# Passage:
** begin **

The theoretical problem even beyond the question of civilians is that this definition of terrorism is too narrow. It does not include, for example, IRA attacks on British soldiers or policemen, whether in northern Ireland or elsewhere. In effect, what the IRA said was that it was in a war, and it would abide the general rules of combat - i.e., aiming at what it said were "combatants" in that war, and not aiming at what it said were "noncombatants." This meant that, according to its own criteria, its fighters were "combatants" fighting other "combatants" and - a crucial corollary - collateral damage, including death and injury of bystanders, would be measured according to the traditional law of war standard of proportionality between military necessity and harm caused. And of course, if they were in a war, and they otherwise met the requirements to be combatants in, say, article 4 of the Third Geneva Convention, then all that would be quite true.
But according to the British government and everyone else - leaving aside the looney left -the IRA was not a legitimate party to a legitimate conflict. The IRA had no right to be fighting at all, and it did not matter if they conducted themselves according to the laws and customs of war - any death, injury and destruction they caused was simply criminal and terrorism, because they were not entitled to fight. They did not benefit from the so-called "combatant's privilege" - the legal privilege of aiming at other combatants without the results of the fighting, or proportionate collateral damage resulting from the fighting, being accounted to them as criminal; a legal privilege matched, however, by the disability of being a target of someone else on the other side. The reason they did not benefit was simple: they did not fight in a legal and legally recognized war. Hence the people they attacked, including the soldiers and policemen, had no reason to think they were liable to attack and (if done for political purposes with the intent of influencing political policy) those deaths and injuries are no different for purposes of describing the attack as "terrorism" than if they had attacked civilians.
(The High Level Panel report carefully elides this question - referring specifically in par. 164(d) to definitions of terrorism that cover only "civilians and noncombatants" while also referring in par. 164(b) to earlier anti-terrorism treaties that arguably have broader scope. It is yet another reason why the report is and should remain a nonstarter.)
As soon as the definition of terrorism moves - as it must - beyond the question of civilians and noncombatants, however, it also moves beyond the jus in bello question of simply means and methods of warfare - what you aim at - to the jus ad bellum question of whether you are entitled to be fighting at all, i.e., aiming at anything or anyone at all. After all, if the mafia in the United States simply decided to announce that it was fighting a war and entitled to international law protections, no one would pay its claims any attention. The next step would be for it to announce that it was fighting for political goals, but still no one would pay any attention - it would not be regarded has having the political legitimacy to fight at all.

** end **

# Exercise material:
** begin **

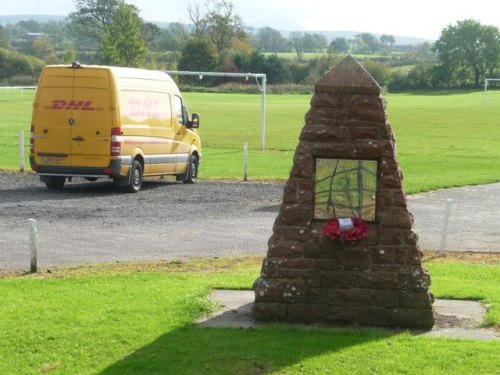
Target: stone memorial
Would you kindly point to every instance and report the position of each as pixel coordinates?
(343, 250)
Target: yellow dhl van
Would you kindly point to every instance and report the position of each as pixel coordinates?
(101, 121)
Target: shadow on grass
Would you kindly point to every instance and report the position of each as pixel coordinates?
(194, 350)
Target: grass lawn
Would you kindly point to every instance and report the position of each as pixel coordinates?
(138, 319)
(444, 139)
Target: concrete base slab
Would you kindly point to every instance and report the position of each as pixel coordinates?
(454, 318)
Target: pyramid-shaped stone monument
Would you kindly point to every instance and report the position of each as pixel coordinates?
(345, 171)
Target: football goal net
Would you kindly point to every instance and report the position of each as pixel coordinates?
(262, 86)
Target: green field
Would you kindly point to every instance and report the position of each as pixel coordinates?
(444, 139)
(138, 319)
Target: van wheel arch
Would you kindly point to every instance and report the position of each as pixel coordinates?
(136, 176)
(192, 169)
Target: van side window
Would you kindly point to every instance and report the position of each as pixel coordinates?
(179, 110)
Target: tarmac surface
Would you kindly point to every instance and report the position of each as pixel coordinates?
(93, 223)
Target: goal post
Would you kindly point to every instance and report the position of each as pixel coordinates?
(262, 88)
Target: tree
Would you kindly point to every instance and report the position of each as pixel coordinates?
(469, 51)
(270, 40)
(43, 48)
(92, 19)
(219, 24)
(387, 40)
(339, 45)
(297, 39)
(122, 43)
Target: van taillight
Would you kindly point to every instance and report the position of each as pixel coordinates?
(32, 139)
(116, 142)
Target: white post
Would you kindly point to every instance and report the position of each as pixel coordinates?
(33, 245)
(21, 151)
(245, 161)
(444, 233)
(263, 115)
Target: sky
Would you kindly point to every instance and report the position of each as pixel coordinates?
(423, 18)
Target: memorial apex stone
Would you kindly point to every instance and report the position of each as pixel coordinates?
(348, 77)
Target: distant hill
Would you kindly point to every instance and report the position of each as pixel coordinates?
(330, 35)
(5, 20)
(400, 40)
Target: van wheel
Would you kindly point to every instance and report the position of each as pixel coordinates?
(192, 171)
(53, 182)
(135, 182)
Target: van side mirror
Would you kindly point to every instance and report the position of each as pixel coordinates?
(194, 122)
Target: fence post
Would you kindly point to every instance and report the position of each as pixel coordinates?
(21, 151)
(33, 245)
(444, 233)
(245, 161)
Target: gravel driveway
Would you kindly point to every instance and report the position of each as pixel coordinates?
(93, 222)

** end **

# Written instruction 1:
According to the passage on defining terrorism, why did the IRA not benefit from the combatant's privilege?
# Written instruction 2:
Update the rows starting at the line containing "Target: fence post" and ending at the last line of the rows, changing "gravel" to "paved" and leaving everything else the same. Return only those rows.

# Task output 1:
They did not fight in a legal and legally recognized war.

# Task output 2:
Target: fence post
Would you kindly point to every instance and report the position of each as pixel coordinates?
(21, 151)
(33, 245)
(444, 233)
(245, 161)
Target: paved driveway
Would you kindly point to every instance and report the position of each as pixel coordinates?
(93, 222)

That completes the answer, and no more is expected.